Collected data:
□ □ □ □ □

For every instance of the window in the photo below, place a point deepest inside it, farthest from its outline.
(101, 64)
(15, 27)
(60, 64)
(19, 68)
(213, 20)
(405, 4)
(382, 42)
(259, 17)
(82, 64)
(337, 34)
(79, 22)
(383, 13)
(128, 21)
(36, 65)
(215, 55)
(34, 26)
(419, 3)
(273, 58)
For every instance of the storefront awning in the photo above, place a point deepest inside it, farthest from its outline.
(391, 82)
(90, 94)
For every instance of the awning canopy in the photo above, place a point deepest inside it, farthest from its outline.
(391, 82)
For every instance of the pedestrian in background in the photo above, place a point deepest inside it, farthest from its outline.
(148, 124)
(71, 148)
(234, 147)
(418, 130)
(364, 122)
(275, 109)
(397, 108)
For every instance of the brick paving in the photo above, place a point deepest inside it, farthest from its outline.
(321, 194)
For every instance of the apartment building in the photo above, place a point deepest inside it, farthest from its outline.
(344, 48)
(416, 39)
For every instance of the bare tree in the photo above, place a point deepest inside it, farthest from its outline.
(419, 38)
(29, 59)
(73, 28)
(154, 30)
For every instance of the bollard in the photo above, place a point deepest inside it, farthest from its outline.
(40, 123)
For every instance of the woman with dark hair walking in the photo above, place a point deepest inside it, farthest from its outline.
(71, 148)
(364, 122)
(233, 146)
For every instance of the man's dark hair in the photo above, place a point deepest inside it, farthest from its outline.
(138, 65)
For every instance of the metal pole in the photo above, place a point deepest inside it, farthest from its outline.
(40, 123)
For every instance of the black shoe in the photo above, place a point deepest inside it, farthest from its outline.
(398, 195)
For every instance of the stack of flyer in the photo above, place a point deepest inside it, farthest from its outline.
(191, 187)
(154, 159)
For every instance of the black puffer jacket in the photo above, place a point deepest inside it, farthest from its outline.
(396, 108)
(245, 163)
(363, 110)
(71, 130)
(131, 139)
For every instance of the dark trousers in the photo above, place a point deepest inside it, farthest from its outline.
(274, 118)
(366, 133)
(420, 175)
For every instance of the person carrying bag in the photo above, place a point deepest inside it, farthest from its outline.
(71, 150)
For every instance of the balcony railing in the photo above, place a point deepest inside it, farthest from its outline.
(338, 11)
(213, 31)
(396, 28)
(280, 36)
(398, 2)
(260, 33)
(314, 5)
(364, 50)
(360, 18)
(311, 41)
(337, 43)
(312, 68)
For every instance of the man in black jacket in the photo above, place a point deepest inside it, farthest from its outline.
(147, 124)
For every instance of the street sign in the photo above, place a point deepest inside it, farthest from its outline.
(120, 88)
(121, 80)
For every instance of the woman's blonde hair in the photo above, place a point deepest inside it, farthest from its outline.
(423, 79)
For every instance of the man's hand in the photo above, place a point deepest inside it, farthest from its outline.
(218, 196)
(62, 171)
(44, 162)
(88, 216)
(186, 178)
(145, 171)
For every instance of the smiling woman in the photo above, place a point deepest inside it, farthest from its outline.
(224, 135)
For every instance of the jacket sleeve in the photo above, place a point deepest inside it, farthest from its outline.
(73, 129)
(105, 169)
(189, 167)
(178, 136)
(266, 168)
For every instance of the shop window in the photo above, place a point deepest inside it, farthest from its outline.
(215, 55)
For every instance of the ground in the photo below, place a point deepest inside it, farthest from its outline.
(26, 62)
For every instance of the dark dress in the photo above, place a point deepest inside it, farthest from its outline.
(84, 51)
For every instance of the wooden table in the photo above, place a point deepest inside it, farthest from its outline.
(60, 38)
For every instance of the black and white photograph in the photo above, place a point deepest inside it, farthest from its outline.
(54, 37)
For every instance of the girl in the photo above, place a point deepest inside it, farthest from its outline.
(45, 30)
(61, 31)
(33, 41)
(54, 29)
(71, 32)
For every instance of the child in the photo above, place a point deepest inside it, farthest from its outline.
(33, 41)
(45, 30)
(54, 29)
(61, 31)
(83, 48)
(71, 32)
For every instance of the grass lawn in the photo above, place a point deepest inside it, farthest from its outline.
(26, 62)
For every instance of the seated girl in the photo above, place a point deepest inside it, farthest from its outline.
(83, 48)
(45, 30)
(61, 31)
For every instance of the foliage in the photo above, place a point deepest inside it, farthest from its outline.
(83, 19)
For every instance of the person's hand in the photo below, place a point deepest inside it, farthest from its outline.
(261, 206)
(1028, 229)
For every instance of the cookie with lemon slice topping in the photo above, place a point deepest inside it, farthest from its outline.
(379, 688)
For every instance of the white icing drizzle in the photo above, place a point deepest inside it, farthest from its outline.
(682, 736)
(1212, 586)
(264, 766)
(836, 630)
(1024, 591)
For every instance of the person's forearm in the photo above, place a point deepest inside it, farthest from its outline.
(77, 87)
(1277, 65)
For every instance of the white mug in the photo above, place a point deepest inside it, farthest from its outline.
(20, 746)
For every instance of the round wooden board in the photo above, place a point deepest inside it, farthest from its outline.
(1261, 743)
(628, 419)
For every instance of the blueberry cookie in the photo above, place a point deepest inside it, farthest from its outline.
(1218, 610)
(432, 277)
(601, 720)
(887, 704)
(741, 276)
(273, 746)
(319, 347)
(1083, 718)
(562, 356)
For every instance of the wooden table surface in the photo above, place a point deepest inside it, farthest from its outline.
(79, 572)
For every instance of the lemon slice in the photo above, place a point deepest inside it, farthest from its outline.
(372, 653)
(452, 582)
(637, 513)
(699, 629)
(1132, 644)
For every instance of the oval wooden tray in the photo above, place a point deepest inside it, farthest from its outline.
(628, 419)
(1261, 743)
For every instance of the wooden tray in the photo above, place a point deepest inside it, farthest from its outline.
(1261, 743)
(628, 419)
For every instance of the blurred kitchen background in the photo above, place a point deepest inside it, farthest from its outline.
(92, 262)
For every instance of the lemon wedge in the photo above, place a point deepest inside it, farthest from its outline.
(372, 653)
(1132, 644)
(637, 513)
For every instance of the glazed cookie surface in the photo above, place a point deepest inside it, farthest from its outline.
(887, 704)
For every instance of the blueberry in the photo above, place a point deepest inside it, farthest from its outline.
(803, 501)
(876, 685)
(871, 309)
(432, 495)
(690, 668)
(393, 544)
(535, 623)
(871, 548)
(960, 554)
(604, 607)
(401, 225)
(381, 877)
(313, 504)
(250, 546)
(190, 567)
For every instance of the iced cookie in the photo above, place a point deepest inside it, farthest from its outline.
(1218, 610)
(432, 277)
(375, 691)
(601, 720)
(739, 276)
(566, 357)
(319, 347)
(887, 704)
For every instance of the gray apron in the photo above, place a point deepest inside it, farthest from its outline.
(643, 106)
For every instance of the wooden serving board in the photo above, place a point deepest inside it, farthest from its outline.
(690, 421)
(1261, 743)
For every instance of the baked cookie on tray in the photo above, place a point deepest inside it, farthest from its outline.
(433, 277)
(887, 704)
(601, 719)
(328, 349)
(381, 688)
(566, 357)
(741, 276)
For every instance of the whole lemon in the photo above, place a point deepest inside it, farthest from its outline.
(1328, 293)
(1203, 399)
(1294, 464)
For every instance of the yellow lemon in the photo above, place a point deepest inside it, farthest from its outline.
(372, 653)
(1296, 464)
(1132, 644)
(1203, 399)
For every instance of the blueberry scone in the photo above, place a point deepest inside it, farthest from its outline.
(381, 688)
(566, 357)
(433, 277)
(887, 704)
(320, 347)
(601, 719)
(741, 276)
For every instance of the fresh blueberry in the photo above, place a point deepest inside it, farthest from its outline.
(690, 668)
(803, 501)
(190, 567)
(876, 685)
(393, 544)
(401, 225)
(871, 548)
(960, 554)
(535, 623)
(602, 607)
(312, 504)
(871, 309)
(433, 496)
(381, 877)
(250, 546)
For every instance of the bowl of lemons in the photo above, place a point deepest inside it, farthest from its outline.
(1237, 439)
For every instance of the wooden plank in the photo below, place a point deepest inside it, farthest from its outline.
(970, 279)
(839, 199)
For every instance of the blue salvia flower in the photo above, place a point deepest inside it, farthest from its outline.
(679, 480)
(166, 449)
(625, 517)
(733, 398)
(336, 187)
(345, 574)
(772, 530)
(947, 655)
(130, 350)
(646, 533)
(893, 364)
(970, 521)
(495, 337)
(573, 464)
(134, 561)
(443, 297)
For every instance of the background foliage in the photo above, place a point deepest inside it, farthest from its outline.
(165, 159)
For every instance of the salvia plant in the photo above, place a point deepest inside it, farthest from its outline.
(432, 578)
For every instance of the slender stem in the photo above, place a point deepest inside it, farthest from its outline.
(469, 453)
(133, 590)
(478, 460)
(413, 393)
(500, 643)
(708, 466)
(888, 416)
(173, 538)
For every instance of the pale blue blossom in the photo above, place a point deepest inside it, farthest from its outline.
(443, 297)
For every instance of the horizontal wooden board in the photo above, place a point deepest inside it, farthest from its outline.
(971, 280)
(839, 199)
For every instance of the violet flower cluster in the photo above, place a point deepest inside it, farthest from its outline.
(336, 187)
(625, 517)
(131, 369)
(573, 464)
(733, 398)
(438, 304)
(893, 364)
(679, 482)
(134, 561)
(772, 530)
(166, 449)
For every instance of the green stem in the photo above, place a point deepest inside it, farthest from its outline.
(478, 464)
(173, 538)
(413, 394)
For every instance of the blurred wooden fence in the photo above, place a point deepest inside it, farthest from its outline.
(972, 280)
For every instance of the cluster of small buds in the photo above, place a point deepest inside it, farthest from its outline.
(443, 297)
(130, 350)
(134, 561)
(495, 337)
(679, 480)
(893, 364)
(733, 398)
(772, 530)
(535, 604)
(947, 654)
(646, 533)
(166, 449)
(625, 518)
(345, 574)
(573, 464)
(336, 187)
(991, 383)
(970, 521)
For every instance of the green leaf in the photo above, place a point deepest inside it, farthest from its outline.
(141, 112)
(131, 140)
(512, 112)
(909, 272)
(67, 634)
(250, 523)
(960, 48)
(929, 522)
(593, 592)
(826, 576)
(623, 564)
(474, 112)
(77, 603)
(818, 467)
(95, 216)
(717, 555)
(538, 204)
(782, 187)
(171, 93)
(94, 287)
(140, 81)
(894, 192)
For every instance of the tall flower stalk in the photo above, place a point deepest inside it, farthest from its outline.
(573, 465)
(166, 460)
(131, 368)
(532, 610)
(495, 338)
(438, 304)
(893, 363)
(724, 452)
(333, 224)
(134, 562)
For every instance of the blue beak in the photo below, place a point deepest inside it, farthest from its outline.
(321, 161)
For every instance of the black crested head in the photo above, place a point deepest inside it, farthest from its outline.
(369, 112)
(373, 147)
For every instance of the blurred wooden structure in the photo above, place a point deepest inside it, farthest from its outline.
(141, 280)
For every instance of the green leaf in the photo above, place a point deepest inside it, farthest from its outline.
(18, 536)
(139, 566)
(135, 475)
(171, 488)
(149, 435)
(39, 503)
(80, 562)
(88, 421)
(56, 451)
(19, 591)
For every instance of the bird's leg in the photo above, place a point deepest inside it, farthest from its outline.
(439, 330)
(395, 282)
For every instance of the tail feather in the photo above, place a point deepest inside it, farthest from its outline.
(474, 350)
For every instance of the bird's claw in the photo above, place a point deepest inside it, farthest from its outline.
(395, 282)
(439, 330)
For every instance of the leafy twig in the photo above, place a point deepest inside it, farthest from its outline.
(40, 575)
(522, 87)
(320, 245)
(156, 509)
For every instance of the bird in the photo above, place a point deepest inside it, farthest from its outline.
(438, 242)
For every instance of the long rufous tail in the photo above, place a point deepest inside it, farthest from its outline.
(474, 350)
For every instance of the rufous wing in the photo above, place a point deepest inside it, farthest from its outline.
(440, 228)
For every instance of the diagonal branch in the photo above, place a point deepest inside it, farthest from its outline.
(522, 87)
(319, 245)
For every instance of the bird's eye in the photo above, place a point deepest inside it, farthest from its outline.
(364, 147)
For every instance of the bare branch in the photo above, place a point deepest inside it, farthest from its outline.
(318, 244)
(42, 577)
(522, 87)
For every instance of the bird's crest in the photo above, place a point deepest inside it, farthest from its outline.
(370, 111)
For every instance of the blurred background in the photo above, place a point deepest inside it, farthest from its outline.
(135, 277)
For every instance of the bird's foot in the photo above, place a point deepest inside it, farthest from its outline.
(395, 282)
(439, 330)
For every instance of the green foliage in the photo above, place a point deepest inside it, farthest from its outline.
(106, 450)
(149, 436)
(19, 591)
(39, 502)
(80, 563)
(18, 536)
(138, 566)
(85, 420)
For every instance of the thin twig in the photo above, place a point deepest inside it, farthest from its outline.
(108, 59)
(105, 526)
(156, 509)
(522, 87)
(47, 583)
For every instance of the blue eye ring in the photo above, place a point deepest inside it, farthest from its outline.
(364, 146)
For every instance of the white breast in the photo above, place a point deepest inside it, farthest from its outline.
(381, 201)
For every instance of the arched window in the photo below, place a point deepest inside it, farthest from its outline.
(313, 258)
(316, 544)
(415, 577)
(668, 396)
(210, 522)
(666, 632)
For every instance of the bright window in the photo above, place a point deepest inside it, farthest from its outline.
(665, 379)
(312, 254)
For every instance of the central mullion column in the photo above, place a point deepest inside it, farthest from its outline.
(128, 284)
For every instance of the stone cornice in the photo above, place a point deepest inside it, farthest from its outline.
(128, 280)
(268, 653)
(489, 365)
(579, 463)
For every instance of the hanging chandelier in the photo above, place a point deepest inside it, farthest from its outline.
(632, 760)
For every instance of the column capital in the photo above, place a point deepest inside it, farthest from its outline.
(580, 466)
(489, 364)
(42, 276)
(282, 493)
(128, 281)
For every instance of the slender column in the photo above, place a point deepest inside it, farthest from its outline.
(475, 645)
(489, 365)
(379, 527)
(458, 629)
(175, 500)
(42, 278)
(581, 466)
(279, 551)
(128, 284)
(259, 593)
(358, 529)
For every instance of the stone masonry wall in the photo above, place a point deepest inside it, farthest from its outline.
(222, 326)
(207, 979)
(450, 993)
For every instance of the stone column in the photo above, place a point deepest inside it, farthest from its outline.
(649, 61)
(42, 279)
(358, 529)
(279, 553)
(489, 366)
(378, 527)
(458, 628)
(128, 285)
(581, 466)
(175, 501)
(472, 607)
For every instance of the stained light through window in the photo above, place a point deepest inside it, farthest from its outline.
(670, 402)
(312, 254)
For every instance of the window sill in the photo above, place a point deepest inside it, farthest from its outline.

□ □ □ □ □

**TASK TO COMPLETE:**
All lines from the one with "For every instance of the stained" through the end of the data must be repeated exactly, and nothing else may be repeated.

**OUTPUT FOR THIS TASK:**
For every instance of the stained light through window in the photo above, place a point deepest inside it, farthest from its outline.
(670, 402)
(312, 254)
For every instance of the window sill in the photo above, place a point deepest inside it, farthest from its outline.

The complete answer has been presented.